>> START

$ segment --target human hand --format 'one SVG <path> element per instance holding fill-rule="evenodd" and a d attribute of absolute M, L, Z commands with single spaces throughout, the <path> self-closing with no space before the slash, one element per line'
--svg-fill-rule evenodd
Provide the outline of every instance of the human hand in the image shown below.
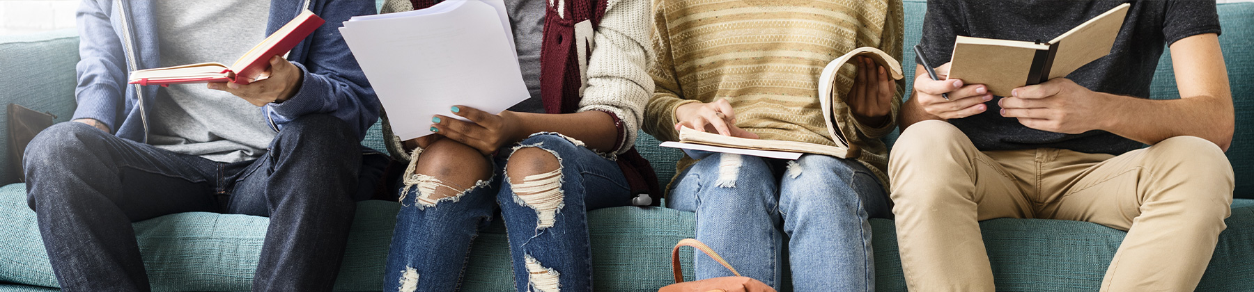
<path fill-rule="evenodd" d="M 1071 79 L 1055 78 L 1046 83 L 1016 88 L 1012 96 L 997 102 L 1002 117 L 1017 118 L 1027 128 L 1080 134 L 1105 127 L 1102 110 L 1109 99 L 1080 86 Z"/>
<path fill-rule="evenodd" d="M 910 100 L 920 105 L 923 112 L 942 119 L 961 119 L 988 110 L 984 103 L 993 100 L 993 94 L 988 93 L 987 86 L 966 85 L 959 79 L 947 79 L 949 63 L 937 68 L 935 73 L 940 80 L 932 80 L 928 74 L 914 78 L 915 94 Z M 949 99 L 942 94 L 949 94 Z"/>
<path fill-rule="evenodd" d="M 84 124 L 88 124 L 90 127 L 95 127 L 97 129 L 100 129 L 104 133 L 109 133 L 109 127 L 104 125 L 104 123 L 100 123 L 99 120 L 95 120 L 95 119 L 75 119 L 74 122 L 84 123 Z"/>
<path fill-rule="evenodd" d="M 473 147 L 484 155 L 497 152 L 505 144 L 523 139 L 519 137 L 519 120 L 514 112 L 504 110 L 500 114 L 489 114 L 463 105 L 455 105 L 449 112 L 470 122 L 435 115 L 431 118 L 431 132 Z"/>
<path fill-rule="evenodd" d="M 265 107 L 268 103 L 282 103 L 300 88 L 305 74 L 300 68 L 281 56 L 270 58 L 270 68 L 256 76 L 236 76 L 251 80 L 248 85 L 237 83 L 209 83 L 209 89 L 234 94 L 252 105 Z"/>
<path fill-rule="evenodd" d="M 696 130 L 719 133 L 720 135 L 757 139 L 757 134 L 736 127 L 736 110 L 731 108 L 731 103 L 727 103 L 726 99 L 719 99 L 714 103 L 680 105 L 675 109 L 675 120 L 678 120 L 678 123 L 675 123 L 676 132 L 681 127 L 687 127 Z"/>
<path fill-rule="evenodd" d="M 870 58 L 859 56 L 858 76 L 854 79 L 854 88 L 849 90 L 845 104 L 853 112 L 858 123 L 870 127 L 880 127 L 888 122 L 888 114 L 893 110 L 893 98 L 897 94 L 897 84 L 888 76 L 884 66 Z"/>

>> END

Set out the items above as a Markdown table with the columns Row and Item line, one row for each line and blank lines skipped. Leave the picture out of the table.

## Worked solution
| Row | Item line |
|---|---|
| 1 | $ segment --target human hand --format 'one SVG <path> element per instance holding fill-rule="evenodd" and a d attribute of absolute M, L, Z commands with single spaces throughout, the <path> self-closing with no space before the slash, one element per line' |
| 2 | --svg-fill-rule evenodd |
| 3 | Provide the outline of every instance of the human hand in the image shown below. |
| 4 | <path fill-rule="evenodd" d="M 1071 79 L 1055 78 L 1046 83 L 1016 88 L 1012 96 L 997 102 L 1002 117 L 1017 118 L 1027 128 L 1080 134 L 1105 127 L 1102 110 L 1109 99 L 1080 86 Z"/> |
| 5 | <path fill-rule="evenodd" d="M 910 100 L 920 105 L 923 112 L 942 119 L 961 119 L 988 110 L 984 103 L 993 100 L 993 94 L 988 93 L 987 86 L 966 85 L 959 79 L 947 79 L 949 63 L 937 68 L 935 73 L 940 80 L 932 80 L 928 74 L 914 78 L 915 94 Z M 949 99 L 942 94 L 949 94 Z"/> |
| 6 | <path fill-rule="evenodd" d="M 84 124 L 88 124 L 90 127 L 95 127 L 97 129 L 100 129 L 104 133 L 109 133 L 109 127 L 104 125 L 104 123 L 100 123 L 99 120 L 95 120 L 95 119 L 75 119 L 74 122 L 84 123 Z"/> |
| 7 | <path fill-rule="evenodd" d="M 473 147 L 484 155 L 497 152 L 505 144 L 523 139 L 519 137 L 519 120 L 514 112 L 504 110 L 500 114 L 489 114 L 463 105 L 455 105 L 449 112 L 470 122 L 435 115 L 431 118 L 431 132 Z"/> |
| 8 | <path fill-rule="evenodd" d="M 265 107 L 268 103 L 282 103 L 300 88 L 305 74 L 300 68 L 281 56 L 270 58 L 270 68 L 256 76 L 236 76 L 251 80 L 248 85 L 237 83 L 209 83 L 209 89 L 234 94 L 252 105 Z"/> |
| 9 | <path fill-rule="evenodd" d="M 696 130 L 719 133 L 720 135 L 757 139 L 757 134 L 736 127 L 736 110 L 731 108 L 731 103 L 727 103 L 726 99 L 719 99 L 714 103 L 680 105 L 675 109 L 675 120 L 678 120 L 678 123 L 675 123 L 676 132 L 681 127 L 687 127 Z"/> |
| 10 | <path fill-rule="evenodd" d="M 870 58 L 859 56 L 858 76 L 854 79 L 854 88 L 849 90 L 845 104 L 853 112 L 858 123 L 870 127 L 880 127 L 888 122 L 888 114 L 893 110 L 893 98 L 897 94 L 897 84 L 888 76 L 884 66 Z"/> |